Dataset entries
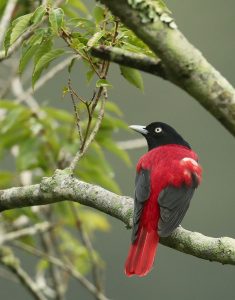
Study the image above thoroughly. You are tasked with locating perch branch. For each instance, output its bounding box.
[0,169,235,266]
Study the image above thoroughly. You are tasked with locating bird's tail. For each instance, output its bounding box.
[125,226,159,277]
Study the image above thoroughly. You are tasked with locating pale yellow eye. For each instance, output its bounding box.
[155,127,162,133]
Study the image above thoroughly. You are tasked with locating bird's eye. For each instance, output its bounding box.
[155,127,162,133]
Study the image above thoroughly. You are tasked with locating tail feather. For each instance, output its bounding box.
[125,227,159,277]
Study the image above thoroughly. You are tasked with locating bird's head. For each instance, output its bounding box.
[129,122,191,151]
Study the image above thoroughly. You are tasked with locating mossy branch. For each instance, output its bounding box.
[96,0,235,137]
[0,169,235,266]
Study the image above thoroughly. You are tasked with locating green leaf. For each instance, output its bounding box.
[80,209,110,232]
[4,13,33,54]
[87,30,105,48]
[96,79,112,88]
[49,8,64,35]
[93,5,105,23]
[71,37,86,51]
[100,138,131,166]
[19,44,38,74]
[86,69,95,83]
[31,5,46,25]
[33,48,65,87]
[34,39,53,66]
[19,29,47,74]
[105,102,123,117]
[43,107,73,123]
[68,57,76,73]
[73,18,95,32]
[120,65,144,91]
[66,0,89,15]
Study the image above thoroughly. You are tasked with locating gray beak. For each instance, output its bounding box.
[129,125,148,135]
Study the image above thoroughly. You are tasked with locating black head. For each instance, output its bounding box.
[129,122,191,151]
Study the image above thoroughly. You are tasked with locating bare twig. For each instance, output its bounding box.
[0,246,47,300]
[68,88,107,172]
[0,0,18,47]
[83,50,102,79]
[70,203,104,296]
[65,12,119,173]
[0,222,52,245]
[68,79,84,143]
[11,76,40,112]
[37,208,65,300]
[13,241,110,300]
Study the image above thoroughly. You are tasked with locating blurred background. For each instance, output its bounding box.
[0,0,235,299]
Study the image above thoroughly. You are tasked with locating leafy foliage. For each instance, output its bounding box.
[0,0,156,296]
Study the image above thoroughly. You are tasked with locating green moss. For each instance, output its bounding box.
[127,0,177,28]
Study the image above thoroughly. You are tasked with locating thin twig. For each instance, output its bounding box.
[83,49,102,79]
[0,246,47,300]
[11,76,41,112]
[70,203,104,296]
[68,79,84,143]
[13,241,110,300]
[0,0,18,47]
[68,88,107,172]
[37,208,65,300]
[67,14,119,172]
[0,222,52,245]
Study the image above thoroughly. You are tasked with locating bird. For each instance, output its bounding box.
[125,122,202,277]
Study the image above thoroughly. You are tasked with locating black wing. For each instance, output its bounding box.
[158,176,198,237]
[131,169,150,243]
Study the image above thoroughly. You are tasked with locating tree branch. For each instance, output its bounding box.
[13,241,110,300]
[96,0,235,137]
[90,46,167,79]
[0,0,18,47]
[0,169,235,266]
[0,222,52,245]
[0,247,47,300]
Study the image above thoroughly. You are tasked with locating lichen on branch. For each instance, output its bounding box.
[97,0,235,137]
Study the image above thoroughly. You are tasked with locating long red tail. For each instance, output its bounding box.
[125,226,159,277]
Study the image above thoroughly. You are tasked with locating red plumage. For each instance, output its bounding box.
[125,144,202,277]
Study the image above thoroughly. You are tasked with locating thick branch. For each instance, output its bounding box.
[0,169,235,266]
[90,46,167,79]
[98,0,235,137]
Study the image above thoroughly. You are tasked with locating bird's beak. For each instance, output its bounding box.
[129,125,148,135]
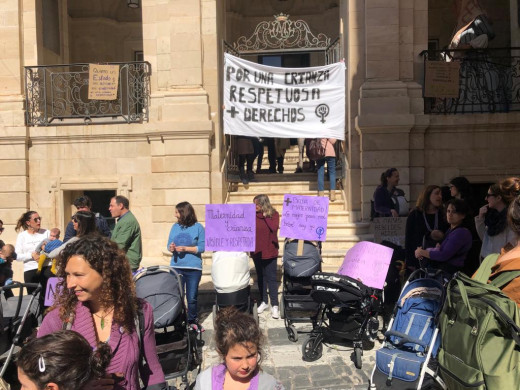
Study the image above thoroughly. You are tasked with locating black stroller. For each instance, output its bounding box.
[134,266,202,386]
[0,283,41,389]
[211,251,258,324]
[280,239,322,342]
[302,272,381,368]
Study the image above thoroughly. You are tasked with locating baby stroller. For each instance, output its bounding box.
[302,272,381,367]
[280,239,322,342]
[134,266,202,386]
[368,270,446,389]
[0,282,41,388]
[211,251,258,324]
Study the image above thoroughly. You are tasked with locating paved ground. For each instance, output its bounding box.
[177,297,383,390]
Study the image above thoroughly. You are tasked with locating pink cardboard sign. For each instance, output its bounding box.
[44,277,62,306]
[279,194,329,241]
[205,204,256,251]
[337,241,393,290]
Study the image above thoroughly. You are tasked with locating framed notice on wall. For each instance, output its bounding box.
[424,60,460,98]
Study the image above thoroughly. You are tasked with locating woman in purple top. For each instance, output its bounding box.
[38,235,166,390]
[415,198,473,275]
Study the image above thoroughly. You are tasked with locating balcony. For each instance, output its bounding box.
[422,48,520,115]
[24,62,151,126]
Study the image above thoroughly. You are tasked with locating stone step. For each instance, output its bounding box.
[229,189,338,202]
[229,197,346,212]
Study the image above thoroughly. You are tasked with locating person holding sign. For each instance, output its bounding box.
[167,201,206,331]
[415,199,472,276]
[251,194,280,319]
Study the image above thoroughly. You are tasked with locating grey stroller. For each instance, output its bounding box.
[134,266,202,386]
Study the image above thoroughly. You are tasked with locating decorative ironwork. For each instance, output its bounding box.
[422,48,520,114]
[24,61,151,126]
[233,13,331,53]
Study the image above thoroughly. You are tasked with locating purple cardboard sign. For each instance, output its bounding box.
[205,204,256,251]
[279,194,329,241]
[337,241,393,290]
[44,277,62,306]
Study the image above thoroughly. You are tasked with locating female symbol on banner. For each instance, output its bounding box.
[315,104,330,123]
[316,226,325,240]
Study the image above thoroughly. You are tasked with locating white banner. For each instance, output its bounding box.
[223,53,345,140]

* * *

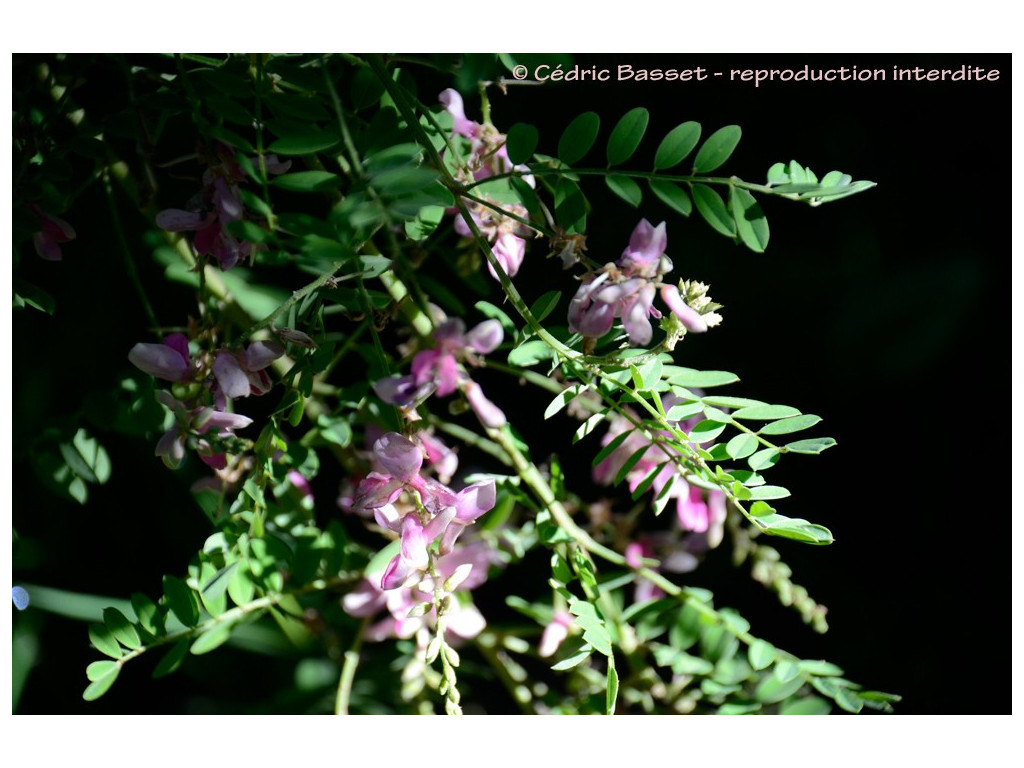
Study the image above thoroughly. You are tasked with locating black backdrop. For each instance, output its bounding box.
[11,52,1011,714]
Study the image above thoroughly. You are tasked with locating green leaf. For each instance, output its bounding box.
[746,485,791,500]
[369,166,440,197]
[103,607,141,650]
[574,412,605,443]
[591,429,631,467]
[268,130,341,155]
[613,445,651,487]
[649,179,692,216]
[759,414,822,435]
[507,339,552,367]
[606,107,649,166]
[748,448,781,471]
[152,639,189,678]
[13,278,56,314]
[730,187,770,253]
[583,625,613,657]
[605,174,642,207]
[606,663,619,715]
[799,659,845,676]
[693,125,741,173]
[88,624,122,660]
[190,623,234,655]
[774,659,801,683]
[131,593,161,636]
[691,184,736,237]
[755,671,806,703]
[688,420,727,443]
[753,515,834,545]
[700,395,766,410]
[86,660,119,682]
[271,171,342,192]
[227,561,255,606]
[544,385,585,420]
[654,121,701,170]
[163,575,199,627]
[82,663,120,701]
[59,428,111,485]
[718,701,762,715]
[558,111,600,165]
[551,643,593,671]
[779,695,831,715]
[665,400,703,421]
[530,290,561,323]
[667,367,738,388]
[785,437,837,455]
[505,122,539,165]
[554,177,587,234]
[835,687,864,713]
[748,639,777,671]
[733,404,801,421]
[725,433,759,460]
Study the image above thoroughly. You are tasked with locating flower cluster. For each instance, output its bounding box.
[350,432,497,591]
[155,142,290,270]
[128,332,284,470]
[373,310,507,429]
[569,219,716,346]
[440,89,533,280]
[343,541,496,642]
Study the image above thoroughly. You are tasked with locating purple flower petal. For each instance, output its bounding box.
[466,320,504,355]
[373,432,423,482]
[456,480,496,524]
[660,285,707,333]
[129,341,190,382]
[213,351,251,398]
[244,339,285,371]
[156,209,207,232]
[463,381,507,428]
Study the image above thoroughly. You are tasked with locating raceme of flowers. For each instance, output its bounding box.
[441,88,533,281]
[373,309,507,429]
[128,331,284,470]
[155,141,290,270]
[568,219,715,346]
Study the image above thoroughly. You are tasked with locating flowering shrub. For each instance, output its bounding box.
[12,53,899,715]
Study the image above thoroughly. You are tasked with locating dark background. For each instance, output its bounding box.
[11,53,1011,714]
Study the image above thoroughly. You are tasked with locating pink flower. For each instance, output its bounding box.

---

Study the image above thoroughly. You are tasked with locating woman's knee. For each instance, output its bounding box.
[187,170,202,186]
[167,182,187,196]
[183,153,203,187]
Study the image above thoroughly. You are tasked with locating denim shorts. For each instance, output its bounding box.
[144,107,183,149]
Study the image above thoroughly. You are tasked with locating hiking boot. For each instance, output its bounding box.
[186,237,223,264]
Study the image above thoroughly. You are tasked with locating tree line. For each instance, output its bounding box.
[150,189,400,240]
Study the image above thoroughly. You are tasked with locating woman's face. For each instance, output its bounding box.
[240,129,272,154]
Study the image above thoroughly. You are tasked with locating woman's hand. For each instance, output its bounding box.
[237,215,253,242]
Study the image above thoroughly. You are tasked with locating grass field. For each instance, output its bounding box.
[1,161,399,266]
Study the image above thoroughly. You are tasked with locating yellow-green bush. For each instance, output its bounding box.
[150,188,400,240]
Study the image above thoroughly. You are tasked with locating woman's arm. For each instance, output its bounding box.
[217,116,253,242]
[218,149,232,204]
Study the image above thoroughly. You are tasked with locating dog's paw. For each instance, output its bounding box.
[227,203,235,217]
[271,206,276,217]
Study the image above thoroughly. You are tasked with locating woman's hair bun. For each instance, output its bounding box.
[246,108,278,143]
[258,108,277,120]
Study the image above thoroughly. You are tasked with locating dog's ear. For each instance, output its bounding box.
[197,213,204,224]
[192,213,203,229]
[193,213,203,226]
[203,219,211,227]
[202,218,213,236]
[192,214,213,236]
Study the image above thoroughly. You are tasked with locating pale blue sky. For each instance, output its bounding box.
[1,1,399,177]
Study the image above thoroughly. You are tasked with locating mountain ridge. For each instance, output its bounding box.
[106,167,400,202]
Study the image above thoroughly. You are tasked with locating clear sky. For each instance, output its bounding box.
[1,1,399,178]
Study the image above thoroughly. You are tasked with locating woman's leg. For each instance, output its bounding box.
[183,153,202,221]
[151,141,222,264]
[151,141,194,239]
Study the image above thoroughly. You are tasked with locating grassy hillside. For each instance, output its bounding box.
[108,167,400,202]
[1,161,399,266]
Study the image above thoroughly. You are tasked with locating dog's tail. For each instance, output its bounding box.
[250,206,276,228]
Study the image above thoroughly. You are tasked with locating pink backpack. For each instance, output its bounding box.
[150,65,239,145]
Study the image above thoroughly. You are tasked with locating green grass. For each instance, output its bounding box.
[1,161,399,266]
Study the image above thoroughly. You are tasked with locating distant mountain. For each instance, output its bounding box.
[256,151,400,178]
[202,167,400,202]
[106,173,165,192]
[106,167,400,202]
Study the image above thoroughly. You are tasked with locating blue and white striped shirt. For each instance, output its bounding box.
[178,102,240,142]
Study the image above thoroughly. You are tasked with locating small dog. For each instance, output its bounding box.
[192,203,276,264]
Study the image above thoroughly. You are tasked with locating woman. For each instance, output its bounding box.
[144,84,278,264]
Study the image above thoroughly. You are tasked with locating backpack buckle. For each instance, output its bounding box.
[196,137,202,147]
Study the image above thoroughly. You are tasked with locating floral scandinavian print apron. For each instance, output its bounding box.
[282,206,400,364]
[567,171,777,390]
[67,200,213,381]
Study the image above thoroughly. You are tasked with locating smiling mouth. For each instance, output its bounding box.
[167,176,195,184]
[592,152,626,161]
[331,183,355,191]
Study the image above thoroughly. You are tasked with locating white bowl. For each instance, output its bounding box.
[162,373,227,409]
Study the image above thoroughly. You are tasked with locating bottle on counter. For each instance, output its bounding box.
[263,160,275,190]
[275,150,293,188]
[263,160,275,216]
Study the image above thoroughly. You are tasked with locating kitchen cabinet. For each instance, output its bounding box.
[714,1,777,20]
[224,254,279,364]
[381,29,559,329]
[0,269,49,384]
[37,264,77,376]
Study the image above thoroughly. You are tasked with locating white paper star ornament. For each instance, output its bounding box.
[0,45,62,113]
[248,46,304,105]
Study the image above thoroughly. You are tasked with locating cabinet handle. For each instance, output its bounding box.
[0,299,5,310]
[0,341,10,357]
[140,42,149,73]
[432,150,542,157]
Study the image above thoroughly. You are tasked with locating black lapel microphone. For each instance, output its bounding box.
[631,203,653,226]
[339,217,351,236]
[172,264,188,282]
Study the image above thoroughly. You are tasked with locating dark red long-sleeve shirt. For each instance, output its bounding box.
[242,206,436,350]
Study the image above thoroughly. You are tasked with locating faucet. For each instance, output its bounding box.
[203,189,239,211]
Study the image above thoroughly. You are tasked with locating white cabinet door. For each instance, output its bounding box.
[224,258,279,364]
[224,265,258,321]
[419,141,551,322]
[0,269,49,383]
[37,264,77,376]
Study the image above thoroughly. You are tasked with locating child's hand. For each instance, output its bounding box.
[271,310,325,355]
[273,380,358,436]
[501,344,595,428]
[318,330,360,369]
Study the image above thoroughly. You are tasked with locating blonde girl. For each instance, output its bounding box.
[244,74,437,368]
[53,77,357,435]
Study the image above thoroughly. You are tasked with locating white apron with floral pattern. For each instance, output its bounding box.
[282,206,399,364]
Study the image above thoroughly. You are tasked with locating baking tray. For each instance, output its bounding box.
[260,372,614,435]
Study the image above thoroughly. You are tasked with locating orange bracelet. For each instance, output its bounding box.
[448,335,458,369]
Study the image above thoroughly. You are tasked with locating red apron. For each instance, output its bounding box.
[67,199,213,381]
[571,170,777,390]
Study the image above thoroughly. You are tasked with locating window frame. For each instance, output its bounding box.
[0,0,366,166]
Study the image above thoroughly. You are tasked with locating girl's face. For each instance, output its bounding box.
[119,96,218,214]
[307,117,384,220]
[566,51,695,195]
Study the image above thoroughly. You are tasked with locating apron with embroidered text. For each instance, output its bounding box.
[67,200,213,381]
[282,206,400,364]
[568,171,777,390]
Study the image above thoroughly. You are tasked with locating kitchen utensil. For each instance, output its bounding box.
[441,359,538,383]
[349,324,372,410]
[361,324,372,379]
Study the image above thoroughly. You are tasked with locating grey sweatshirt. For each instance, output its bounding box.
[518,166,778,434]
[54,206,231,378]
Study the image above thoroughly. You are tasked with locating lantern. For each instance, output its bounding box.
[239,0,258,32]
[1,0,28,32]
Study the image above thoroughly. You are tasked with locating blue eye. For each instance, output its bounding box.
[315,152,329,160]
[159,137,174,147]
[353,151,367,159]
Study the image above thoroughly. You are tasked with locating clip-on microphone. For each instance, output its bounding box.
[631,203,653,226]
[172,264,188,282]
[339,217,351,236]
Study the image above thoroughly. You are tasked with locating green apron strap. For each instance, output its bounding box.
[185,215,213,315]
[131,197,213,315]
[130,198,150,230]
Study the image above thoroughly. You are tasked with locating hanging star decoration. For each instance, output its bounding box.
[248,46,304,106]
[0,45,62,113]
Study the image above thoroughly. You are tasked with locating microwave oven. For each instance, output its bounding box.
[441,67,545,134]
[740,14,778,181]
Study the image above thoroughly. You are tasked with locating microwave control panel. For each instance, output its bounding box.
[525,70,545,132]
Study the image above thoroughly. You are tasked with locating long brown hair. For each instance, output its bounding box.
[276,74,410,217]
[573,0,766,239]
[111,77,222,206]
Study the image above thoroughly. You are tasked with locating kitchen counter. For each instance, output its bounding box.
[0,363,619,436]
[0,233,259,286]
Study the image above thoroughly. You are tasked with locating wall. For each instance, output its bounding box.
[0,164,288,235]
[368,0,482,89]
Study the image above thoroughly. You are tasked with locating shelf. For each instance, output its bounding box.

Problem requirements —
Print the lines above from the one with "shrub. For each instance, output its bounding box." through the one with "flower. For each instance, output its bounding box.", both included, exactly as written and nothing more.

Solution to the problem —
Study the image above thoroughly. You are tasked with locating flowering shrub. For each instance, output its bounding box.
[12,53,899,715]
Study the image above thoroughly. You are tasked with locating dark background. For each instance, output its bounding box.
[11,53,1011,714]
Study the image above thoroughly. You are tasked with locating pink flower. For each instance, output its bounding box.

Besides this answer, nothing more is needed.